给定指令
输出下面这篇 GCD 选球题目原文中的一段，从"The first line"开始，一直到"to be performed."为止，逐字照抄。

原文摘录
• Xtreme8.0


    Play with GCD

    题目连接:

    https://www.hackerrank.com/contests/ieeextreme-challenges/challenges/play-with-gcd

    Description

    Minka is very smart kid who recently started learning computer programming.
    He learned how to calculate the Greatest Common Divisor (GCD) of given numbers. The GCD http://en.wikipedia.org/wiki/Greatest_common_divisor of k numbers say [n1,n2,n3… nk] is the largest positive integer that divides all these numbers without any remainder. You may find out more about the GCD and the way it is calculated on the Wikipedia website.
    Minka has N (1 <= N <= 10^5) balls and there is a number V (1 <= V <= 10^4) written on every ball. Now Minka has to perform Q queries, and in each query he wants to know the number of possible ways he can choose balls out of the N balls, so that GCD of the numbers written on the chosen balls equals to the number X of each query. Although he already knows the answer for each query, he would still like you to check if you can also find answer to his queries.
    Since number of ways can be very large, your program should output the number of ways modulus 10^9+7.
    Notes:

    1. There can be at most 100 distinct numbers written on N balls.
    2. By definition, the GCD is only defined for 2 or more numbers. For this problem, however, we will consider that the GCD of a single number may also defined and in such case the GCD of a single number will be equal to the number itself (i.e. the GCD of 2 is 2. Please refer to the explanation of Sample Input 1 for more details).

    Input

    The first line of each test file contains an integer N (1 <= N <= 10^5) denoting the number of balls.
    The next line contains N space separated integer numbers, each one representing the number written on each of the N balls. The ith number (Vi) corresponds to the number written on the ith ball (1 <= Vi <= 10^4).
    The third line contains an integer Q (1 <= Q <= 10^4) representing the number of GCD queries that will have to be performed.
    Finally, Q lines follow, each one containing an integer X (1 <= X <= 10^4) corresponding to the GCD of each query.

    Output

    Your program should output the number of ways modulus 10^9+7 that balls can be drawn from the set, so that their GCD equals the number X corresponding to each query.
    Note: There is a newline character at the end of the last line of the output.

    Sample Input

    5
    2 3 5 6 6
    2
    2
    5

    Sample Output

    4
    1

    Hint

    We have 5 balls in the set, labeled with numbers [2, 3, 5, 6, 6] respectively. For the first query (X=2), there are in total 4 (distinct) ways by which we may choose balls so that their GCD equals 2, meaning:
    a) {1, 4} (i.e. ball 1 labeled with number 2 and ball 4 labeled with number 6)

记录集
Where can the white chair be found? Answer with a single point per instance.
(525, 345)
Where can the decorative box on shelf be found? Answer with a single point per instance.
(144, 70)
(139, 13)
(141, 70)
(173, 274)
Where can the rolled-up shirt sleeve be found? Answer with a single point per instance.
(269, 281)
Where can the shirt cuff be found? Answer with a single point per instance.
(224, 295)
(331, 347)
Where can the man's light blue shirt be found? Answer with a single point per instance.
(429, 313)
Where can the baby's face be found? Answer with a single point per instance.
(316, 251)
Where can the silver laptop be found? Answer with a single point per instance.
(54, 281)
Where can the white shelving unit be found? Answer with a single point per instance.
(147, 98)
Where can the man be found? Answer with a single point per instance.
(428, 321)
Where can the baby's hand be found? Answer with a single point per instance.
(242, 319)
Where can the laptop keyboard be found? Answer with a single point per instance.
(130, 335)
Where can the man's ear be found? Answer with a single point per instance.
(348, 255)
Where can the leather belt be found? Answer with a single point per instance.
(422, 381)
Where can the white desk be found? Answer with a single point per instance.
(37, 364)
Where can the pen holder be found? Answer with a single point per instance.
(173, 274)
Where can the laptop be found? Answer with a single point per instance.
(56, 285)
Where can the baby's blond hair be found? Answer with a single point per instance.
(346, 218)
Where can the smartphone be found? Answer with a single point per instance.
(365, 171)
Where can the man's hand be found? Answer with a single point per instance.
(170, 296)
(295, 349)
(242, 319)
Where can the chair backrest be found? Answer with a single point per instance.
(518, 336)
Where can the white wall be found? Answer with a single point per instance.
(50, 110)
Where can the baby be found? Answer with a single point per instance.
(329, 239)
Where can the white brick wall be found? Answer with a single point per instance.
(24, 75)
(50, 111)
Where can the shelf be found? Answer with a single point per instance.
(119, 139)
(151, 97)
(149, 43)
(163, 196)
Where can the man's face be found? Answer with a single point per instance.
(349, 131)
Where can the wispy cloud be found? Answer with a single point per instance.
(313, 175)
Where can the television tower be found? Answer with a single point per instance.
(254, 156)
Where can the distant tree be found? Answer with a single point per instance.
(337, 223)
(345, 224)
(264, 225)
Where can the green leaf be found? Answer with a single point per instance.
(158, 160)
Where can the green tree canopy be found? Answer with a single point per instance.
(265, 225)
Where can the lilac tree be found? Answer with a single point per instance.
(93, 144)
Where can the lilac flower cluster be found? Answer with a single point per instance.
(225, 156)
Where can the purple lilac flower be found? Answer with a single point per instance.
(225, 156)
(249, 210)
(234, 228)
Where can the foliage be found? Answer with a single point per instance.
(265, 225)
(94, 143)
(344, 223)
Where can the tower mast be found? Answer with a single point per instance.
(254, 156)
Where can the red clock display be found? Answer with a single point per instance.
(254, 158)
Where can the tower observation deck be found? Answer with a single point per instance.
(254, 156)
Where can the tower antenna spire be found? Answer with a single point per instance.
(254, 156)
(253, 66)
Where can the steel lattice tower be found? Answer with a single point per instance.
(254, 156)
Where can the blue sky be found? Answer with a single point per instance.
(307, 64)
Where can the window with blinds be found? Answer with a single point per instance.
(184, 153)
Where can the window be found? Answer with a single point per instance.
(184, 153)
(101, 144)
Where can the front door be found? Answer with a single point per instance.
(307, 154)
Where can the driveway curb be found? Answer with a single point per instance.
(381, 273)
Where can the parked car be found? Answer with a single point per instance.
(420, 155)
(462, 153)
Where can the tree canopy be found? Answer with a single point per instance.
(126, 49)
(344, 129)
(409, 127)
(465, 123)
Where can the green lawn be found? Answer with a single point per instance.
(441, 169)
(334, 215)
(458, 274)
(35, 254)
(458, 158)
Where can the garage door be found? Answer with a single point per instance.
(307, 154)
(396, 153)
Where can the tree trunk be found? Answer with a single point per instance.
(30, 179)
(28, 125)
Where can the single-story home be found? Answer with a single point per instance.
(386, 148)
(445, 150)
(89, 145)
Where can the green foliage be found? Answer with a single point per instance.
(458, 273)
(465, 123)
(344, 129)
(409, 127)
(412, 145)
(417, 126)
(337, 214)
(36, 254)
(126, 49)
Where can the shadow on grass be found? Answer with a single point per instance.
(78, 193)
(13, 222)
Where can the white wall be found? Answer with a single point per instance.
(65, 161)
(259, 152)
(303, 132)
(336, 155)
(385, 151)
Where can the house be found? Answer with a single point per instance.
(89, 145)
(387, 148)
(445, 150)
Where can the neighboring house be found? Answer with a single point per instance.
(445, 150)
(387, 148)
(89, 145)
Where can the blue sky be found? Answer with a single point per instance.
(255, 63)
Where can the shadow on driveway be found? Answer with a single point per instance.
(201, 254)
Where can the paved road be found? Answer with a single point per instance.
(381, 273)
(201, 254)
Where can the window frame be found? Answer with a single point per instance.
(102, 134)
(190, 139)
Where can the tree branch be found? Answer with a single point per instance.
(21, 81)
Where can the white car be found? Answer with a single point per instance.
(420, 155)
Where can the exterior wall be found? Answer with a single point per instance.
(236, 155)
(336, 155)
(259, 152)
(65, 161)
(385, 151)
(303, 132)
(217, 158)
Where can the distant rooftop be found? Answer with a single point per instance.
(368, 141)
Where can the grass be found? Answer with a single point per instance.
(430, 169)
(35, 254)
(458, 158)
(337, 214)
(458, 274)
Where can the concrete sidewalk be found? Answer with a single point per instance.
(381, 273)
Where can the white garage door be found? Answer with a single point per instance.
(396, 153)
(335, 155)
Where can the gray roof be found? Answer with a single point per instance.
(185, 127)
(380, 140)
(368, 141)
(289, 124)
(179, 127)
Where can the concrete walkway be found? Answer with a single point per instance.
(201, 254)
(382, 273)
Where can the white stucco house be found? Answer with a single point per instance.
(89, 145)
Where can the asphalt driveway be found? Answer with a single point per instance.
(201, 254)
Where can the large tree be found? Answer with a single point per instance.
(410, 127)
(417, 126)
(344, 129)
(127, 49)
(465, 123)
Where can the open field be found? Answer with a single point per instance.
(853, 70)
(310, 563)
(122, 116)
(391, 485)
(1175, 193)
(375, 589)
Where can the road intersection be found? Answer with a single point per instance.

练习答案
The first line of each test file contains an integer N (1 <= N <= 10^5) denoting the number of balls.
    The next line contains N space separated integer numbers, each one representing the number written on each of the N balls. The ith number (Vi) corresponds to the number written on the ith ball (1 <= Vi <= 10^4).
    The third line contains an integer Q (1 <= Q <= 10^4) representing the number of GCD queries that will have to be performed.